**REQUIREMENTS:** Reproduce the records below word for word, from the beginning through the line that contains "pixel 794 424", including that line.
────────────────
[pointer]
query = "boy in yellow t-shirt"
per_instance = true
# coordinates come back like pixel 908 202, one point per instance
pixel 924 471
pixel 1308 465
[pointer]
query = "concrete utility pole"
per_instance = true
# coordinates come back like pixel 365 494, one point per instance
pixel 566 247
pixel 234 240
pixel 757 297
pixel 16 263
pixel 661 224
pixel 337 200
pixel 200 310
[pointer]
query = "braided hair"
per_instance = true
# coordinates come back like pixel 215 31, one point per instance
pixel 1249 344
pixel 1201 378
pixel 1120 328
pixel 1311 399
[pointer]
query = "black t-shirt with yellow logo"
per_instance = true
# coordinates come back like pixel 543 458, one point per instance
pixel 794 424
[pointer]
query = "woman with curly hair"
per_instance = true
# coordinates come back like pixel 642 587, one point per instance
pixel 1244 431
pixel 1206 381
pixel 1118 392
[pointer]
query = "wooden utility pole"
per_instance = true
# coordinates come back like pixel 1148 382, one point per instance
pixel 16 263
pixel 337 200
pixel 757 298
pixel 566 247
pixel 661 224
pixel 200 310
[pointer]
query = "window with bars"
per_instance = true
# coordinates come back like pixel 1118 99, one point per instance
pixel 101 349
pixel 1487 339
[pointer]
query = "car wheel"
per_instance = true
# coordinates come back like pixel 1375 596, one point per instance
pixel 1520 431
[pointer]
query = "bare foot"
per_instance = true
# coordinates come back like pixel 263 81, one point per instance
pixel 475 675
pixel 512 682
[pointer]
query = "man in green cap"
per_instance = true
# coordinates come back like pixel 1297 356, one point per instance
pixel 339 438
────────────────
**RESPONSE TO THIS TASK:**
[pointer]
query = "boy in yellow t-shirt"
per_instance = true
# coordinates come back like pixel 908 202, one point per instance
pixel 924 471
pixel 1308 465
[pointer]
query = "concrete utility pole"
per_instance = true
# coordinates come back like pixel 365 494, one point per instance
pixel 566 247
pixel 234 240
pixel 757 297
pixel 16 263
pixel 661 224
pixel 337 200
pixel 200 310
[pointer]
query = "braided hair"
per_instance = true
# coordinates come back like pixel 215 31, one point per instance
pixel 1249 344
pixel 1201 378
pixel 1120 328
pixel 1311 399
[pointer]
query = "black t-shirt with yellow logo"
per_instance = true
# coordinates come back like pixel 543 458, one point per instance
pixel 794 424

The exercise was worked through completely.